-- Begin --

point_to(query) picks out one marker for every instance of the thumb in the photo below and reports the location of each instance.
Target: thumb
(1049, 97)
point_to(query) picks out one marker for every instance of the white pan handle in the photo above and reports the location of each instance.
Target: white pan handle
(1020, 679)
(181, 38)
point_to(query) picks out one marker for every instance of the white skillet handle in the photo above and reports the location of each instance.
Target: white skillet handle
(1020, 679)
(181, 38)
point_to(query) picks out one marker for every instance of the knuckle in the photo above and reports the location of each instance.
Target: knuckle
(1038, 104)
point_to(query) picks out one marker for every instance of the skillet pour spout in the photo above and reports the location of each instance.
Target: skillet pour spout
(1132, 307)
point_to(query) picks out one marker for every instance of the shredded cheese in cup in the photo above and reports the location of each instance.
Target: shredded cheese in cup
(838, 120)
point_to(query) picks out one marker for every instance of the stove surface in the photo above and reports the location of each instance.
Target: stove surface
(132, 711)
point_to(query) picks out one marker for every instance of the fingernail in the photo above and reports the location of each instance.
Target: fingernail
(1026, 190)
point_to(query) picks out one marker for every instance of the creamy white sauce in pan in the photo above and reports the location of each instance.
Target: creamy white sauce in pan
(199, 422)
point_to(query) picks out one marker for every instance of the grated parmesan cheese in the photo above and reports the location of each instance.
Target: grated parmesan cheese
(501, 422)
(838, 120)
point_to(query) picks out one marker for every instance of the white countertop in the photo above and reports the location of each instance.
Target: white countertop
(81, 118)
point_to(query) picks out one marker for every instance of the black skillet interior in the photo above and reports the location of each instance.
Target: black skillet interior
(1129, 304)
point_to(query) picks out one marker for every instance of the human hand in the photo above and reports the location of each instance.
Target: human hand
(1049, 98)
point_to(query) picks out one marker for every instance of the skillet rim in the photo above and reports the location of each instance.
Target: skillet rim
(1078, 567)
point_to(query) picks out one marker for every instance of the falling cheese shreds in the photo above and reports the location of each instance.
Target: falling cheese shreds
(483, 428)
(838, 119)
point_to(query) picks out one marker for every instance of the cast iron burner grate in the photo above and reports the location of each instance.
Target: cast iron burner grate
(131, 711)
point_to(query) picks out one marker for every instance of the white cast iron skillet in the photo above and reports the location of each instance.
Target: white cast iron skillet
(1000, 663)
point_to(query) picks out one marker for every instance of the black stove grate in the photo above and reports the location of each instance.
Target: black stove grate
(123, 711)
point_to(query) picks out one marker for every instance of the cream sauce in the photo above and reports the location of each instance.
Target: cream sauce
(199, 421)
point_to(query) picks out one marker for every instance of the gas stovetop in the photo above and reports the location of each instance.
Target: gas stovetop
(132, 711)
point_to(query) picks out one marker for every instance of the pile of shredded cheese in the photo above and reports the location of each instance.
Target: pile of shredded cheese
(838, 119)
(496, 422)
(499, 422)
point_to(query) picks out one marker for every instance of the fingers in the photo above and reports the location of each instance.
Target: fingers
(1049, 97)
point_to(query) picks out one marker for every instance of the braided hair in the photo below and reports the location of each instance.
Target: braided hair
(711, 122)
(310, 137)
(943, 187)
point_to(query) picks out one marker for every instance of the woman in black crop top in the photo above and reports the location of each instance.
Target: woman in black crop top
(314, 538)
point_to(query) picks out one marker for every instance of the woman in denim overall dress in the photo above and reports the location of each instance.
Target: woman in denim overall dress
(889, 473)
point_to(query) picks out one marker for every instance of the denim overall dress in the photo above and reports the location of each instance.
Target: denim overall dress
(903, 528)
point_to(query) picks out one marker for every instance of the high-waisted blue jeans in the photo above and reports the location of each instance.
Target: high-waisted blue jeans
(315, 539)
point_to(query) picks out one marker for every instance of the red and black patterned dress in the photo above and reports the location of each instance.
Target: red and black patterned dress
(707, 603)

-- End --

## REQUIREMENT
Copy every row above word for word, keeping their order.

## SOLVED PROBLEM
point_to(query) picks out one marker for every instance of the thumb in the photo below and reports the location of each instance.
Target: thumb
(1049, 97)
point_to(query) picks out one marker for every instance of the white pan handle in the photo above and reports the location of each instance.
Target: white pan handle
(1020, 679)
(181, 38)
point_to(query) picks out one marker for every instance of the white skillet handle in the photo above and reports the location of each instance.
Target: white skillet handle
(1020, 679)
(181, 38)
point_to(query) picks out one marker for every instance of the knuckle in the photo above and reports the location of each instance.
Target: knuckle
(1038, 104)
point_to(query) picks out one marker for every instance of the skillet pour spout in the photo above and reports the location of each instance.
Target: skillet pour spout
(1132, 307)
point_to(query) picks out one marker for every instance of the shredded cheese in cup in the photo above and reports the location of each instance.
Target: shredded cheese in cup
(838, 120)
point_to(query) picks out one marker for every instance of the stove surface in the photo above and reports the location of each instance.
Target: stove surface
(132, 711)
point_to(query) picks out one marker for every instance of the fingernail in the photo above and reports the location of each instance.
Target: fingernail
(1026, 190)
point_to(query) picks out one marker for every instance of the creamy white sauce in pan in the photo above and reports the location of each instance.
Target: creamy white sauce in pan
(199, 422)
point_to(query) picks out one marker for every instance of the grated parmesan cheese in the photo above and reports the location of each instance.
Target: grated parmesan cheese
(501, 422)
(838, 120)
point_to(query) picks out one marker for every instance of the white countertop in the photo above and reports the location of each instance.
Target: white countertop
(81, 118)
point_to(query) picks out one marker for every instance of the black skillet interior in the photo above and reports the location of each instance.
Target: black skillet interior
(1129, 304)
point_to(query) picks out one marker for every instance of the human hand in the photo above and reports the location of each instance.
Target: human hand
(1049, 98)
point_to(query) picks out one marker for every instance of the skillet rim in the photo above and reports the location of each instance.
Target: skillet rim
(1078, 567)
point_to(query) picks out one marker for every instance of the falling cheese shreds in the photo above and reports the location of each instance.
Target: falling cheese shreds
(483, 428)
(838, 119)
point_to(query) picks out one marker for every instance of the cast iron burner grate in the photo above and reports the location of each instance.
Target: cast iron burner grate
(131, 711)
point_to(query) picks out one marker for every instance of the white cast iron skillet in the photo above and reports the location of each instance.
Target: white cast iron skillet
(1000, 663)
point_to(query) picks out one marker for every instance of the black stove grate in the photo above and reports the location of each instance.
Target: black stove grate
(123, 711)
point_to(query) picks out one marker for every instance of the cream sauce in the photo above and reports the location of each instance.
Target: cream sauce
(199, 421)
point_to(query) picks out one marker for every instance of the gas stovetop in the photo above and reports the location of each instance.
Target: gas stovetop
(132, 711)
point_to(query) picks out one marker for every instance of the pile of shredded cheese in the photo above and reports the location of each instance.
Target: pile of shredded cheese
(838, 119)
(496, 422)
(499, 422)
point_to(query) picks out one marker for every instance of the fingers in the photo above and reports the location of each instance.
Target: fingers
(1049, 97)
point_to(query) picks out one marker for every instance of the braided hair in the photo below and reports the location of each instance.
Target: braided hair
(711, 122)
(310, 137)
(943, 187)
point_to(query) picks out one marker for every instance of the woman in black crop top in the photo above and reports the location of each instance.
Target: woman in black crop top
(314, 538)
point_to(query) picks out one marker for every instance of the woman in denim overall dress in the photo above and reports the location of each instance.
Target: woman in denim overall dress
(889, 473)
point_to(query) picks out one marker for every instance of the denim overall dress in the photo above and reports the location of each instance.
Target: denim overall dress
(903, 528)
point_to(query) picks out one marker for every instance of the high-waisted blue jeans in the photo above and reports the location of each instance.
Target: high-waisted blue jeans
(315, 539)
point_to(query) picks out one marker for every instance of the red and black patterned dress in the photo above and reports the location of each instance.
Target: red and black patterned dress
(707, 603)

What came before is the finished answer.